__Exercise__
Copy out each of the entries below word for word.

[Entries excerpted from a collection]
────────────────────────────────────────
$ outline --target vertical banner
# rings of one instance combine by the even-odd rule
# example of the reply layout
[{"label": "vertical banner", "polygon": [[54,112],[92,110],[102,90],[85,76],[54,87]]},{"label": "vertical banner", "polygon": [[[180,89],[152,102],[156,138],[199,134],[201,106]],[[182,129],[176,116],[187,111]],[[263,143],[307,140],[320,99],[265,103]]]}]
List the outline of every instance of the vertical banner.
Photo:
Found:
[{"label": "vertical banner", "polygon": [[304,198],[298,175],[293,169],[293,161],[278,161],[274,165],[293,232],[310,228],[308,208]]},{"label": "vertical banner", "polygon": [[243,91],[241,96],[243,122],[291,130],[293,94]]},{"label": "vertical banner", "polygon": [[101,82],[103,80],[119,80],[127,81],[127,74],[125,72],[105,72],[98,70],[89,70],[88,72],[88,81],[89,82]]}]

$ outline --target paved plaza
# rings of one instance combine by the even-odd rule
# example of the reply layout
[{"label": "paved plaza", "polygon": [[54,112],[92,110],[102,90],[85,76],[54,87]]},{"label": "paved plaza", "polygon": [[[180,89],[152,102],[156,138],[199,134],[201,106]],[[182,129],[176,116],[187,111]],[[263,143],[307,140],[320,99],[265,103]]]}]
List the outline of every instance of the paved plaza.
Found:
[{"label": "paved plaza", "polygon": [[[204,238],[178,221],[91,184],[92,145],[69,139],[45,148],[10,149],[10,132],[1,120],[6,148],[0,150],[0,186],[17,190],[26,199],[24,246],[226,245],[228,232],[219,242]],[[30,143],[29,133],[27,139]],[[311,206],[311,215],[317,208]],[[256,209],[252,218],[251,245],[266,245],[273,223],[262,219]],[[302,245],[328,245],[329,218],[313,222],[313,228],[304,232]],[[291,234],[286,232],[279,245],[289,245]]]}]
────────────────────────────────────────
__Written solution__
$ outline --target vertical banner
# rings of one instance combine by the even-odd rule
# example of the reply layout
[{"label": "vertical banner", "polygon": [[54,112],[92,110],[102,90],[85,76],[54,87]]},{"label": "vertical banner", "polygon": [[[180,89],[152,102],[156,138],[199,134],[201,106]],[[182,129],[176,116],[187,111]],[[263,143],[307,140],[320,99],[265,103]]]}]
List the outline of every instance of the vertical banner.
Photo:
Found:
[{"label": "vertical banner", "polygon": [[304,198],[298,175],[293,169],[293,161],[278,161],[274,165],[293,232],[310,228],[308,208]]},{"label": "vertical banner", "polygon": [[243,91],[241,96],[243,122],[291,130],[293,94]]},{"label": "vertical banner", "polygon": [[101,82],[103,80],[119,80],[127,81],[127,74],[125,72],[105,72],[98,70],[89,70],[88,72],[88,81],[89,82]]}]

$ outline --target paved plaza
# rings of one instance combine by the even-odd rule
# example of the reply layout
[{"label": "paved plaza", "polygon": [[54,112],[92,110],[102,90],[85,76],[54,87]]},{"label": "paved plaza", "polygon": [[[180,89],[152,102],[156,138],[199,134],[201,106]],[[182,129],[176,116],[187,111]],[[263,143],[307,140],[320,99],[265,103]]]}]
List the outline of every instance of the paved plaza.
Found:
[{"label": "paved plaza", "polygon": [[[204,238],[178,221],[91,184],[92,145],[69,139],[45,148],[10,149],[10,132],[1,120],[6,148],[0,150],[0,186],[17,190],[26,199],[24,246],[226,245],[228,232],[219,242]],[[30,143],[29,133],[27,139]],[[311,206],[311,215],[317,208]],[[256,209],[252,218],[251,245],[266,245],[273,223],[262,219]],[[302,245],[328,245],[329,218],[313,222],[313,228],[304,232]],[[291,234],[286,232],[279,245],[289,245]]]}]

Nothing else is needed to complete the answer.